**Work item**
Below are the records; restate all of them exactly.

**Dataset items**
------------------------------

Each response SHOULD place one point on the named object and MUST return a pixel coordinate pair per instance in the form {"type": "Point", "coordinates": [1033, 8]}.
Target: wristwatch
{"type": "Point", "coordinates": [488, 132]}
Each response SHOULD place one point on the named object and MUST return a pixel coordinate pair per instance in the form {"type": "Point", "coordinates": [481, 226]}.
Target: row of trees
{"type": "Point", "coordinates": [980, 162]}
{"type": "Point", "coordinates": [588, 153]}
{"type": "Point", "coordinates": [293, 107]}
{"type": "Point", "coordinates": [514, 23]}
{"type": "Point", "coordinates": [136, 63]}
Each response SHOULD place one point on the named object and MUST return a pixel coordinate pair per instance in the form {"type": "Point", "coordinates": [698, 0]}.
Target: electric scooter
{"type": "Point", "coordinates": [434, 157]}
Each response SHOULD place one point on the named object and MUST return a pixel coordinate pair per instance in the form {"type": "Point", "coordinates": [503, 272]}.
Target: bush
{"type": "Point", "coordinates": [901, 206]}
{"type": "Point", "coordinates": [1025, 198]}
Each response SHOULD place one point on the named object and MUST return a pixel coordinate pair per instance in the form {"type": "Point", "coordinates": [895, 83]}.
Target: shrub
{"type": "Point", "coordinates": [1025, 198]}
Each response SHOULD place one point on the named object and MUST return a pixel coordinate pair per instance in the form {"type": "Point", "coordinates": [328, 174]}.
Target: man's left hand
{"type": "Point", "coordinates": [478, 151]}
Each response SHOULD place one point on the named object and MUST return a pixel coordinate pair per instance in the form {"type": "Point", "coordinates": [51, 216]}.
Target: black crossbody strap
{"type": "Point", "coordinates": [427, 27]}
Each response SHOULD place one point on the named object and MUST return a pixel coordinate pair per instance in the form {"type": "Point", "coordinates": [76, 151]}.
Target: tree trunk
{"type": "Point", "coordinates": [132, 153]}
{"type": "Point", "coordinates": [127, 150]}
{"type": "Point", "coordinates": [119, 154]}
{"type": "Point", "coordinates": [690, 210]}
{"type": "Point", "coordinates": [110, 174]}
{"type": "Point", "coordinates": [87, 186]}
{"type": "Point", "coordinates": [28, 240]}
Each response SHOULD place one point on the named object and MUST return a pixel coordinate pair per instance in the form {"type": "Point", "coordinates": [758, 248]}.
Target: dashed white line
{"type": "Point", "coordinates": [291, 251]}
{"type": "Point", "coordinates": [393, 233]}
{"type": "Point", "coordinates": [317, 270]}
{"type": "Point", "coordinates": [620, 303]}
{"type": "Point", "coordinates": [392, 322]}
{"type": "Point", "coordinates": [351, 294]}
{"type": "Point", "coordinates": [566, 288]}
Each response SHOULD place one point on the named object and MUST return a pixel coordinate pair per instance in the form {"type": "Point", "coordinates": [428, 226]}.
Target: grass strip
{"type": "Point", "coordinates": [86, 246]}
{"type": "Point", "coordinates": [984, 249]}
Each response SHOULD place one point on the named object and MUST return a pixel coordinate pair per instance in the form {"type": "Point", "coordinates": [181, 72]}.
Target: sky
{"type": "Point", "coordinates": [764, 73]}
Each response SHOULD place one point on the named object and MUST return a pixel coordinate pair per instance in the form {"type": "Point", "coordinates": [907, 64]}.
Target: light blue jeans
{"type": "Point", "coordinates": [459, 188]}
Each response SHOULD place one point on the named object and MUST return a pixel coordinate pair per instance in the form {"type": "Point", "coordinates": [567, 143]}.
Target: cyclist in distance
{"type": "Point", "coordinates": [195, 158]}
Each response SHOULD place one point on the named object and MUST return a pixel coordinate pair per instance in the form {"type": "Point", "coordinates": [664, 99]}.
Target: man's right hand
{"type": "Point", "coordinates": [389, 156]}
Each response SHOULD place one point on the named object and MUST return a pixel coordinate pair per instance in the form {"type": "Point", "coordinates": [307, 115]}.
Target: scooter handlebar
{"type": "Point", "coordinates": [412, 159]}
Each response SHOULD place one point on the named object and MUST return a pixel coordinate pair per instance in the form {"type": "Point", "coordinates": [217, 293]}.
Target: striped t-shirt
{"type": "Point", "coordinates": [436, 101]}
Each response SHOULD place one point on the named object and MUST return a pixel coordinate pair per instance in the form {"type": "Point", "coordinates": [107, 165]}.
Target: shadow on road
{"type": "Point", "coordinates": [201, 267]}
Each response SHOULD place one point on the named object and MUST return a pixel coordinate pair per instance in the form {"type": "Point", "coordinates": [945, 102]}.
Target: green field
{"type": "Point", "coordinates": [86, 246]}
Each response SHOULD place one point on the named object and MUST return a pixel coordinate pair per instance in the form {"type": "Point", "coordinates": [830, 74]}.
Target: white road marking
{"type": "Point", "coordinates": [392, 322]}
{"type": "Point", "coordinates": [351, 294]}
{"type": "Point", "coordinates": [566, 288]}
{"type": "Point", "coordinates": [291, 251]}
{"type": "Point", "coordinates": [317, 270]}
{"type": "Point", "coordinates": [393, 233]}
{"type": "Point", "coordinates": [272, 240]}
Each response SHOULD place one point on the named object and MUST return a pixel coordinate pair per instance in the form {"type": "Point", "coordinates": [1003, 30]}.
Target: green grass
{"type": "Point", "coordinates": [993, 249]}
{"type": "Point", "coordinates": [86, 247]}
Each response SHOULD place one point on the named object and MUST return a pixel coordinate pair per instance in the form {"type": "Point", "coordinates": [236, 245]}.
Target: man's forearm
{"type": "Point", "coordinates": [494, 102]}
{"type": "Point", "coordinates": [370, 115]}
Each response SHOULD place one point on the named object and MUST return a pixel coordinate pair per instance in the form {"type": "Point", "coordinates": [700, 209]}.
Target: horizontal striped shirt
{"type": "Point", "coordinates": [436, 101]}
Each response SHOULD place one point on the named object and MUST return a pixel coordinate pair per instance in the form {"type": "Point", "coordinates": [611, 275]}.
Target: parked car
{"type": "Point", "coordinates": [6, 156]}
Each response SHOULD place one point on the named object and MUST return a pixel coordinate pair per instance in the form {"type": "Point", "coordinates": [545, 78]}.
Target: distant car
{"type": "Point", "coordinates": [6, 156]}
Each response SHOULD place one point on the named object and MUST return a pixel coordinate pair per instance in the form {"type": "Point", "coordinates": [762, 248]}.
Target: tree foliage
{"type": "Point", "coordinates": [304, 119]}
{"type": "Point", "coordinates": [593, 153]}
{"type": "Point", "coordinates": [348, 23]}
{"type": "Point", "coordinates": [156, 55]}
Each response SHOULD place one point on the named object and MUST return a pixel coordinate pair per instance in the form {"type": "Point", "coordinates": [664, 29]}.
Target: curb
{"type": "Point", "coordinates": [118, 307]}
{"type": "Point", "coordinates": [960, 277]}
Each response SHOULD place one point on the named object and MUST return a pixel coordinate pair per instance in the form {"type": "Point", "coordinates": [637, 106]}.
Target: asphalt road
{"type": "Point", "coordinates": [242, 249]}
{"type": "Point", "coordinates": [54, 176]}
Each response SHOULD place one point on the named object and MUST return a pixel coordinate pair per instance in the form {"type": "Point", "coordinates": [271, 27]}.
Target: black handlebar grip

------------------------------

**Written response**
Each response SHOULD place one point on the named object and MUST return a pixel coordinate pair per instance in the form {"type": "Point", "coordinates": [1033, 8]}.
Target: wristwatch
{"type": "Point", "coordinates": [488, 132]}
Each response SHOULD place one point on the named object and MUST return a pixel coordinate pair per instance in the form {"type": "Point", "coordinates": [481, 226]}.
Target: row of trees
{"type": "Point", "coordinates": [980, 162]}
{"type": "Point", "coordinates": [588, 153]}
{"type": "Point", "coordinates": [293, 107]}
{"type": "Point", "coordinates": [514, 23]}
{"type": "Point", "coordinates": [136, 63]}
Each response SHOULD place one point on the named object and MUST return a pixel coordinate pair per instance in the form {"type": "Point", "coordinates": [698, 0]}.
Target: electric scooter
{"type": "Point", "coordinates": [434, 157]}
Each response SHOULD place one point on the named object and MUST return a pixel coordinate pair per instance in the form {"type": "Point", "coordinates": [503, 272]}.
Target: bush
{"type": "Point", "coordinates": [901, 206]}
{"type": "Point", "coordinates": [1025, 198]}
Each response SHOULD place one point on the named object and MUST return a pixel coordinate pair per instance in the form {"type": "Point", "coordinates": [895, 83]}.
Target: shrub
{"type": "Point", "coordinates": [1025, 198]}
Each response SHOULD place one point on the named object and MUST return a pixel coordinate pair per instance in the form {"type": "Point", "coordinates": [328, 174]}.
Target: man's left hand
{"type": "Point", "coordinates": [478, 151]}
Each response SHOULD place one point on the named object and MUST return a pixel coordinate pair per instance in the form {"type": "Point", "coordinates": [51, 216]}.
Target: black crossbody strap
{"type": "Point", "coordinates": [427, 27]}
Each response SHOULD place one point on the named object and MUST return a pixel coordinate pair per instance in the form {"type": "Point", "coordinates": [76, 151]}.
Target: tree trunk
{"type": "Point", "coordinates": [132, 153]}
{"type": "Point", "coordinates": [127, 150]}
{"type": "Point", "coordinates": [119, 154]}
{"type": "Point", "coordinates": [690, 210]}
{"type": "Point", "coordinates": [110, 174]}
{"type": "Point", "coordinates": [87, 186]}
{"type": "Point", "coordinates": [28, 240]}
Each response SHOULD place one point on the named object and MUST return a pixel coordinate pair per instance in the form {"type": "Point", "coordinates": [758, 248]}.
Target: dashed white line
{"type": "Point", "coordinates": [291, 251]}
{"type": "Point", "coordinates": [393, 233]}
{"type": "Point", "coordinates": [317, 270]}
{"type": "Point", "coordinates": [620, 303]}
{"type": "Point", "coordinates": [392, 322]}
{"type": "Point", "coordinates": [351, 294]}
{"type": "Point", "coordinates": [566, 288]}
Each response SHOULD place one point on the named object and MUST return a pixel coordinate pair per instance in the form {"type": "Point", "coordinates": [428, 226]}.
Target: grass strip
{"type": "Point", "coordinates": [86, 246]}
{"type": "Point", "coordinates": [984, 249]}
Each response SHOULD place one point on the named object and MUST return a pixel coordinate pair per instance in the form {"type": "Point", "coordinates": [181, 72]}.
Target: sky
{"type": "Point", "coordinates": [764, 73]}
Each response SHOULD place one point on the named object and MUST return a pixel coordinate pair per instance in the form {"type": "Point", "coordinates": [907, 64]}.
Target: light blue jeans
{"type": "Point", "coordinates": [459, 188]}
Each response SHOULD place one point on the named object and MUST return a pixel coordinate pair per instance in the form {"type": "Point", "coordinates": [567, 143]}.
Target: cyclist in distance
{"type": "Point", "coordinates": [195, 158]}
Each response SHOULD place one point on the named object and MUST return a pixel coordinate pair per instance in the form {"type": "Point", "coordinates": [664, 99]}.
Target: man's right hand
{"type": "Point", "coordinates": [389, 156]}
Each response SHOULD place one point on the named object and MUST return a pixel coordinate pair per instance in the form {"type": "Point", "coordinates": [307, 115]}.
Target: scooter handlebar
{"type": "Point", "coordinates": [412, 159]}
Each response SHOULD place one point on the named object and MUST return a pixel coordinate pair per instance in the form {"type": "Point", "coordinates": [217, 293]}.
Target: striped t-shirt
{"type": "Point", "coordinates": [436, 101]}
Each response SHOULD place one point on the named object and MUST return a pixel coordinate pair per instance in the form {"type": "Point", "coordinates": [107, 165]}.
Target: shadow on road
{"type": "Point", "coordinates": [201, 267]}
Each response SHOULD place one point on the named object and MUST return a pixel coordinate pair per instance in the form {"type": "Point", "coordinates": [945, 102]}.
Target: green field
{"type": "Point", "coordinates": [86, 246]}
Each response SHOULD place one point on the named object and MUST return a pixel coordinate pair per instance in the form {"type": "Point", "coordinates": [830, 74]}.
Target: white road marking
{"type": "Point", "coordinates": [392, 322]}
{"type": "Point", "coordinates": [351, 294]}
{"type": "Point", "coordinates": [566, 288]}
{"type": "Point", "coordinates": [291, 251]}
{"type": "Point", "coordinates": [317, 270]}
{"type": "Point", "coordinates": [393, 233]}
{"type": "Point", "coordinates": [272, 240]}
Each response SHOULD place one point on the named object and MUST return a pixel coordinate pair per instance in the form {"type": "Point", "coordinates": [1003, 30]}.
Target: green grass
{"type": "Point", "coordinates": [993, 249]}
{"type": "Point", "coordinates": [86, 247]}
Each response SHOULD place one point on the named object and MUST return a pixel coordinate pair per instance in the form {"type": "Point", "coordinates": [236, 245]}.
Target: man's forearm
{"type": "Point", "coordinates": [494, 102]}
{"type": "Point", "coordinates": [370, 115]}
Each response SHOULD place one point on the named object and MUST return a pixel coordinate pair per instance in the form {"type": "Point", "coordinates": [700, 209]}.
Target: horizontal striped shirt
{"type": "Point", "coordinates": [436, 101]}
Each response SHOULD place one point on the named object and MUST return a pixel coordinate pair per instance in the form {"type": "Point", "coordinates": [611, 275]}.
Target: parked car
{"type": "Point", "coordinates": [6, 156]}
Each response SHOULD place one point on the named object and MUST return a pixel coordinate pair per instance in the form {"type": "Point", "coordinates": [545, 78]}.
Target: distant car
{"type": "Point", "coordinates": [6, 156]}
Each response SHOULD place one point on the named object and MUST return a pixel coordinate pair per instance in the form {"type": "Point", "coordinates": [762, 248]}.
Target: tree foliage
{"type": "Point", "coordinates": [304, 119]}
{"type": "Point", "coordinates": [593, 153]}
{"type": "Point", "coordinates": [348, 23]}
{"type": "Point", "coordinates": [156, 55]}
Each response SHOULD place one point on the named object and MUST return a pixel coordinate pair per instance in the form {"type": "Point", "coordinates": [664, 29]}.
Target: curb
{"type": "Point", "coordinates": [118, 307]}
{"type": "Point", "coordinates": [960, 277]}
Each response SHOULD place one point on the named object and MUST return a pixel coordinate pair per instance in the form {"type": "Point", "coordinates": [637, 106]}.
Target: asphalt road
{"type": "Point", "coordinates": [242, 249]}
{"type": "Point", "coordinates": [54, 176]}
Each response SHOULD place one point on the named object and MUST return a pixel coordinate pair per instance in the form {"type": "Point", "coordinates": [271, 27]}.
Target: black handlebar grip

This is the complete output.